### [TEXT EXTRACT]
# # # # #
Morbid Monday: The Death of Jumbo
In the middle of the night on April 14, 1975, an electrical fire broke out at Tufts University. By the time staff arrived in the morning, the building was reduced to ash, including the collection founded by the showman P.T. Barnum. One staff member came forward with a small jar and made a special request of the maintenance crew who were beginning to clean up the mess: would they please fill the jar with the ashes of Jumbo, Barnum’s circus elephant who had died in a train wreck nearly 100 years earlier.
Jumbo began his life in Africa in 1861, but quickly found a new home in the menagerie at Paris’ Jardin des Plantes. Four years later, he moved to the London Zoo where he grew to enormous size and quickly became a crowd favorite, known for his gentle demeanor and huge size. In 1882 P.T. Barnum came calling, and negotiated the sale of Jumbo over the protests of Londoners, and, allegedly, Queen Victoria herself.
Jumbo became the star of the newly formed Barnum & Bailey’s Circus, traveling the country for four years and raking in huge profits for the showmen.
On September 15, 1885 Jumbo’s career came to a sudden end at the relatively young elephant age of 25 (African elephants can live to be 60 years old). As the circus animals, including several elephants, were being loaded into a train car in St. Thomas, Ontario an unexpected freight train sped through the loading area. Although the driver attempted to stop, it was to no avail and engine met elephant in a collision that left Jumbo mortally wounded and the train derailed.
Jumbo’s longtime caretaker, known as Scotty, rushed to the dying animal’s side, where eyewitnesses reported that the elephant wrapped his trunk around his trainer as he expired.
Not one to waste time, Barnum had Jumbo’s remains sent off to be prepped for taxidermy the very next day. A year later the prepared remains - a stuffed skin and a separate articulated skeleton - were debuted at a gala at which the guests were allegedly served gelatin snacks made from Jumbo’s tusks.
# # # # #
### [TASK SET]
a) Copy out, word for word, the part of the Jumbo article that opens with the words containing "Jumbo began his" and closes with "for the showmen.".
b) Swap "leaf" for "leaflet" in the rows running from the start of the rows through the line that contains "point(446, 142)". Return only those lines, with everything else left unchanged.
# # # # #
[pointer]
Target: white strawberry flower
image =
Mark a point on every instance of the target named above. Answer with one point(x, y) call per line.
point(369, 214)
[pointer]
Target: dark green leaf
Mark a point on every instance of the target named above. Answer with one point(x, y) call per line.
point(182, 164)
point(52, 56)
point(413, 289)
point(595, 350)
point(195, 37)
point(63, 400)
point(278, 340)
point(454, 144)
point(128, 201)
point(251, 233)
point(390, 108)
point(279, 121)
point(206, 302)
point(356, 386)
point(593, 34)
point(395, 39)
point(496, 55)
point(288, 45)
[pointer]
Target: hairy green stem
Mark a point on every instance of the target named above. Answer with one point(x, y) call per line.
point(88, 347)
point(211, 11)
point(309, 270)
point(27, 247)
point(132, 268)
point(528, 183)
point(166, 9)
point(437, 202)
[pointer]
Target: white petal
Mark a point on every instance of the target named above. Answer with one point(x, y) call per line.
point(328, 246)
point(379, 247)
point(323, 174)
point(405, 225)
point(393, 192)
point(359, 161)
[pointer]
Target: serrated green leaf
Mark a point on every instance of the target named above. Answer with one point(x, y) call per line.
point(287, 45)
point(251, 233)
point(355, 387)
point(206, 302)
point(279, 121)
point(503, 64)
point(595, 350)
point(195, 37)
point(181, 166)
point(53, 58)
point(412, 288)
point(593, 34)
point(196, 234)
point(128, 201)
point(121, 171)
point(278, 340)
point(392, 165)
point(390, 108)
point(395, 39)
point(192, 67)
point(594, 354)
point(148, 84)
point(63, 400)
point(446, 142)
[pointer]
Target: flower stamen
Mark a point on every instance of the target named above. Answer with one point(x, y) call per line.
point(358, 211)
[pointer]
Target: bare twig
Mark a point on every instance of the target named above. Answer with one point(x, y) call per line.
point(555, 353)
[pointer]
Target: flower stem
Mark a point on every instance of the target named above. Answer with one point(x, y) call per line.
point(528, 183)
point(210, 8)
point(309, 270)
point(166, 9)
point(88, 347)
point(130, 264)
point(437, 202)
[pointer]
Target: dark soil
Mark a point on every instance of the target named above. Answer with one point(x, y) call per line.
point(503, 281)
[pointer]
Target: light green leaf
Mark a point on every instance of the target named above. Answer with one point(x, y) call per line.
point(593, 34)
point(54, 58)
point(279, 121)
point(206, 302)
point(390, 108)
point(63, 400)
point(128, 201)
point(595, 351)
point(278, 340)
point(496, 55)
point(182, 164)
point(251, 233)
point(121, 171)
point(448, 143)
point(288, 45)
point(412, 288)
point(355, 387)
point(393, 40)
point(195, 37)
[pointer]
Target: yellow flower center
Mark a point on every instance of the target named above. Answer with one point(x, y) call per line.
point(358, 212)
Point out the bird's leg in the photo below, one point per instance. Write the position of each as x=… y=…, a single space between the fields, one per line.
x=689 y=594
# # # # #
### [REPLIES]
a)
Jumbo began his life in Africa in 1861, but quickly found a new home in the menagerie at Paris’ Jardin des Plantes. Four years later, he moved to the London Zoo where he grew to enormous size and quickly became a crowd favorite, known for his gentle demeanor and huge size. In 1882 P.T. Barnum came calling, and negotiated the sale of Jumbo over the protests of Londoners, and, allegedly, Queen Victoria herself.
Jumbo became the star of the newly formed Barnum & Bailey’s Circus, traveling the country for four years and raking in huge profits for the showmen.

b)
[pointer]
Target: white strawberry flower
image =
Mark a point on every instance of the target named above. Answer with one point(x, y) call per line.
point(369, 214)
[pointer]
Target: dark green leaflet
Mark a point on every instance of the target named above. Answer with one point(x, y) call per line.
point(182, 164)
point(52, 56)
point(413, 289)
point(595, 350)
point(195, 37)
point(63, 400)
point(278, 340)
point(454, 144)
point(128, 201)
point(251, 233)
point(390, 108)
point(279, 121)
point(206, 302)
point(356, 386)
point(593, 34)
point(395, 39)
point(496, 55)
point(288, 45)
[pointer]
Target: hairy green stem
Mark a point on every instance of the target named above. Answer with one point(x, y) call per line.
point(88, 347)
point(211, 11)
point(309, 270)
point(27, 247)
point(132, 268)
point(528, 183)
point(166, 9)
point(437, 202)
[pointer]
Target: white petal
Mark a point on every instance of the target named above. Answer with one point(x, y) call per line.
point(328, 246)
point(379, 247)
point(323, 174)
point(405, 225)
point(393, 192)
point(359, 161)
[pointer]
Target: serrated green leaflet
Mark a point on every instance of the target named above. Answer with one point(x, y) call per line.
point(287, 45)
point(251, 233)
point(355, 387)
point(206, 302)
point(279, 121)
point(503, 64)
point(595, 350)
point(195, 37)
point(181, 166)
point(53, 58)
point(412, 288)
point(593, 34)
point(196, 234)
point(128, 201)
point(121, 171)
point(278, 340)
point(392, 165)
point(390, 108)
point(395, 39)
point(192, 67)
point(594, 354)
point(148, 84)
point(63, 400)
point(446, 142)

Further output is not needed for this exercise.